Requirement A: Reproduce without alteration the source data rows below, starting at the line that contains "Target: bronze-colored leaf" and ending after the line that contains "Outlines of the bronze-colored".

----

NewZealand

Name:
Location: Inverness, Scotland

I'm a Brit/Yank who has now settling back in Scotland with wife Tracy after living in New Zealand and traveling in Australia for a couple of years. Having contributed random thoughts on life in the Antipodes I now blog some impressions of returning to my native Scotland after 22 years away, and also document my marathon training to keep myself motivated. I post pictures at www.timcooke.com which also help to tell the story of our travels.

Friday, September 28, 2007

Magpie Attack!

We've taken to riding longer distances on the bikes at the weekend which is great with warmer weather and lots of back roads to explore. Unfortunately at this time of year the magpies (slightly different in appearance than those in the UK or US but similar in demeanor) get frisky and are prone to attack passing people. Apparently they only do this if they spot you from above but they can be quite a hazard for kids, runners and - as we've discovered - cyclists.

The sudden sound of flapping mixed with the crack of a beak bouncing off your helmet can come as a bit of a surprise... not good if a car is passing. And they are persistent unless you manage to scream at them loudly enough (something Tracy has become pretty good at though I won't outline the exact language). We are told magpie behavior is at it worst now, but attacks are not unknown into the summer.

----

Requirement B: Translate into French this sentence from the blog post above about magpie attacks: "Apparently they only do this if they spot you from above but they can be quite a hazard for kids, runners and - as we've discovered - cyclists."

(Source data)
----

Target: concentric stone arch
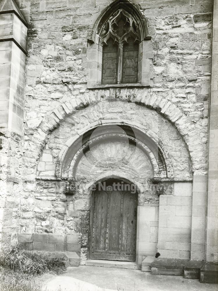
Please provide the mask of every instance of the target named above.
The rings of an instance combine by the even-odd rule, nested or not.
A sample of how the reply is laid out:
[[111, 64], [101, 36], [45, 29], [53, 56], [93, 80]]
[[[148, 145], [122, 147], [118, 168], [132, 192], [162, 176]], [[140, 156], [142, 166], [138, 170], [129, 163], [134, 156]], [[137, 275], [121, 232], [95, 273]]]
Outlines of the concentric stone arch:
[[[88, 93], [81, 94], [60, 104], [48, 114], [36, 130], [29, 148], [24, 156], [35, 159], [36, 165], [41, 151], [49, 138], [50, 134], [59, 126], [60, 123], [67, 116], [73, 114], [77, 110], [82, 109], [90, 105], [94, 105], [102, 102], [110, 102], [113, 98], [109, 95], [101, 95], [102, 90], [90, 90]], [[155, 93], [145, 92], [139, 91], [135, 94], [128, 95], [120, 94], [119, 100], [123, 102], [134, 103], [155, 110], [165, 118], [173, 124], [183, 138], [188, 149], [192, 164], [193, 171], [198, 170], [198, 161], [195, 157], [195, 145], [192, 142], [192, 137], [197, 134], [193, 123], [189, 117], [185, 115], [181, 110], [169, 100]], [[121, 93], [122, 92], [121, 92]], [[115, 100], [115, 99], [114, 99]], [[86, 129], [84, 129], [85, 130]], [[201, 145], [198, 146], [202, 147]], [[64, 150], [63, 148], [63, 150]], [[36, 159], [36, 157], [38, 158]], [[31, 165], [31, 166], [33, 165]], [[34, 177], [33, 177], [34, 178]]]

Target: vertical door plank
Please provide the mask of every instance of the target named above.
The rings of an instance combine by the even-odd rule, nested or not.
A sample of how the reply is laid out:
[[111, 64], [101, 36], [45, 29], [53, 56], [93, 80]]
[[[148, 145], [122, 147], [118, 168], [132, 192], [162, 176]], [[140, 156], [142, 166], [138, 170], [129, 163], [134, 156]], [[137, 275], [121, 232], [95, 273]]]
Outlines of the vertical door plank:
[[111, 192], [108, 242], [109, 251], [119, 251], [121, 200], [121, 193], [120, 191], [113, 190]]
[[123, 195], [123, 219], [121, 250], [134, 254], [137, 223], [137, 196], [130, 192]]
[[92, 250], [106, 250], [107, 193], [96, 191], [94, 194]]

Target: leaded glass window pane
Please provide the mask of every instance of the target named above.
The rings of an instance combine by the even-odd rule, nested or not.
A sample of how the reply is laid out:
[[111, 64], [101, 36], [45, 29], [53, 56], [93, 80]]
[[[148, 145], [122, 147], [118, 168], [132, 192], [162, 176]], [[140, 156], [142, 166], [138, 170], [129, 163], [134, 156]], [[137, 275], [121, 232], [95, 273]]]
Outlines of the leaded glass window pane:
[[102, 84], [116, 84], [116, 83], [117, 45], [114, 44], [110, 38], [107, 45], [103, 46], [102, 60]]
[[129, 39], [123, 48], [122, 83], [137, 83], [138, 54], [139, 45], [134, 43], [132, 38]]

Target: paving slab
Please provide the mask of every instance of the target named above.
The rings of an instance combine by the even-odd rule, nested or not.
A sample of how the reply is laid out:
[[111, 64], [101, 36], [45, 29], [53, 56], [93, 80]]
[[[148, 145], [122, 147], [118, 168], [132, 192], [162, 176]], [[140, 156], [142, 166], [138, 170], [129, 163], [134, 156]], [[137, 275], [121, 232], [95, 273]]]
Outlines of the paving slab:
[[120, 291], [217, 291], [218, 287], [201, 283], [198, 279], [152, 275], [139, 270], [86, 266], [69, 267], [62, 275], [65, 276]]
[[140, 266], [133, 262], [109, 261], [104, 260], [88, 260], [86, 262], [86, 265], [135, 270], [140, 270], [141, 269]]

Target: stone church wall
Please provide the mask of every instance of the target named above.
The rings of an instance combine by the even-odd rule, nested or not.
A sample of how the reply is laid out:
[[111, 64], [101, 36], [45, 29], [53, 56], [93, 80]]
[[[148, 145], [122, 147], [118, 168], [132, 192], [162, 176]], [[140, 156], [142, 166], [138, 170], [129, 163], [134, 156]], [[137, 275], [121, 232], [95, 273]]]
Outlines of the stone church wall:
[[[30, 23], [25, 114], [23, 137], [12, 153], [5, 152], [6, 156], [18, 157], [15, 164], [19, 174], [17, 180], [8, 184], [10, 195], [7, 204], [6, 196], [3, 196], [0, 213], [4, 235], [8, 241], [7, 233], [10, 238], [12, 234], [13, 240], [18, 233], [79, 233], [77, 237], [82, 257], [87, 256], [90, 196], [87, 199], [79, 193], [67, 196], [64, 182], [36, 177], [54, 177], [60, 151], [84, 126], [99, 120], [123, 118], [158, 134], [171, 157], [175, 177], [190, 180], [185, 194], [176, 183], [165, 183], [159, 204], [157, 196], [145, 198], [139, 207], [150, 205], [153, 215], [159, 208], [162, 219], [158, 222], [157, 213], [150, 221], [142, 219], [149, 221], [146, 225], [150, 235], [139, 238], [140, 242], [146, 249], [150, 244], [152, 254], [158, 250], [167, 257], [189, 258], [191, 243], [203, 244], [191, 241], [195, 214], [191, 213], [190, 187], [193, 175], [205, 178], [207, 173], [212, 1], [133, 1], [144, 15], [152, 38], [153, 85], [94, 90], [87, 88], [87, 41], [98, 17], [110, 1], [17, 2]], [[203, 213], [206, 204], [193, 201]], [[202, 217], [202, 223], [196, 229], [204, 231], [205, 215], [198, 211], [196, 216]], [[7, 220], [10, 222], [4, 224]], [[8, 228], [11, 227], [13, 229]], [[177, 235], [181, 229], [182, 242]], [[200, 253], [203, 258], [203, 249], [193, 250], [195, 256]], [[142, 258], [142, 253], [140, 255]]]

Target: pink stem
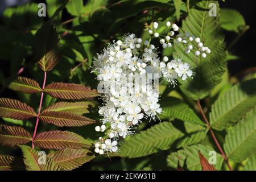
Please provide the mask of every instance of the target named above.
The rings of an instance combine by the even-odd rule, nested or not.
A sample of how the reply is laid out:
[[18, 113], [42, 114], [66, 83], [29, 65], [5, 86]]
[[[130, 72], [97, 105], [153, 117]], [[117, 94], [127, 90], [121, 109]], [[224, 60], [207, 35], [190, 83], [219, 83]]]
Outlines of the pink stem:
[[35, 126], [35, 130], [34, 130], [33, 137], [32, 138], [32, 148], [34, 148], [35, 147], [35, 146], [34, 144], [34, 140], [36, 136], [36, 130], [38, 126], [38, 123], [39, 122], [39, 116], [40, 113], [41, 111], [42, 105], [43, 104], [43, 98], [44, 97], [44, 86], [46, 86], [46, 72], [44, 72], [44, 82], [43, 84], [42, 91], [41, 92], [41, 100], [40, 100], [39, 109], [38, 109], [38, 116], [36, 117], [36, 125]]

----

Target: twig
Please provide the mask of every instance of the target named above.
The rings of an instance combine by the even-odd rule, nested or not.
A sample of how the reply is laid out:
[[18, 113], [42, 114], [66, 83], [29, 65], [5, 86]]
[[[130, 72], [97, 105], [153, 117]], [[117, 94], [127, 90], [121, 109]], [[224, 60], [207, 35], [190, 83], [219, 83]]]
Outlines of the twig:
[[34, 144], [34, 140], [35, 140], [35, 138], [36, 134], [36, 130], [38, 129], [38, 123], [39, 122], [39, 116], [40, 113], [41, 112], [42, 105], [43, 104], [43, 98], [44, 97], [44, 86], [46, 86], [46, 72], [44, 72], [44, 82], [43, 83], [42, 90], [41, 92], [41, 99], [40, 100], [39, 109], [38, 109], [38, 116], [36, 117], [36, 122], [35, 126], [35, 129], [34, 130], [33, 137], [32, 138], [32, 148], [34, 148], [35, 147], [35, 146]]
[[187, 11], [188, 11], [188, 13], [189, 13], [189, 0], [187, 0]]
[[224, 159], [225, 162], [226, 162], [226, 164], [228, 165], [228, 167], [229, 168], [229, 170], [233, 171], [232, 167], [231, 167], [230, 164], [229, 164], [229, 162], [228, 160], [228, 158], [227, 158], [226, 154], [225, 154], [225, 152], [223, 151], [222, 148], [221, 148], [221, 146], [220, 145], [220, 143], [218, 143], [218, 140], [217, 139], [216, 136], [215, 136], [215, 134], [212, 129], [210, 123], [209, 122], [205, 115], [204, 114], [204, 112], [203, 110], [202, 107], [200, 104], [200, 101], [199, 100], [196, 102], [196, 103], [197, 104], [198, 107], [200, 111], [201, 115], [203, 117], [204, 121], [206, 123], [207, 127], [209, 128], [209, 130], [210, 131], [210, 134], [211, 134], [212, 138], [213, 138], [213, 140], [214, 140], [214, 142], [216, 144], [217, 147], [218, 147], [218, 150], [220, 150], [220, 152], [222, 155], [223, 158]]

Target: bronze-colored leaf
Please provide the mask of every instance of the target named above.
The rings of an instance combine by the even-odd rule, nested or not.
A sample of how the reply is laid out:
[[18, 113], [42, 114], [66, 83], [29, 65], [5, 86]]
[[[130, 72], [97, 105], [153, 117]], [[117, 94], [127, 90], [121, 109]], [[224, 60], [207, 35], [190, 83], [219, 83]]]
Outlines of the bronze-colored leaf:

----

Task response A:
Target: bronze-colored leaf
Please provide the mask of every instance of the target named above.
The rings of an instance combine by the even-odd rule, nested or not.
A sample of how the reply is laid out:
[[18, 113], [42, 114], [66, 83], [29, 65], [5, 86]]
[[[130, 72], [97, 105], [153, 117]], [[117, 94], [127, 90], [121, 109]], [[224, 60], [207, 35], [190, 83], [219, 83]]]
Outlines of the bronze-colored leaf:

Task response B: Apparemment, elles ne le font que si elles vous repèrent d'en haut, mais elles peuvent représenter un réel danger pour les enfants, les coureurs et – comme nous l'avons découvert – les cyclistes.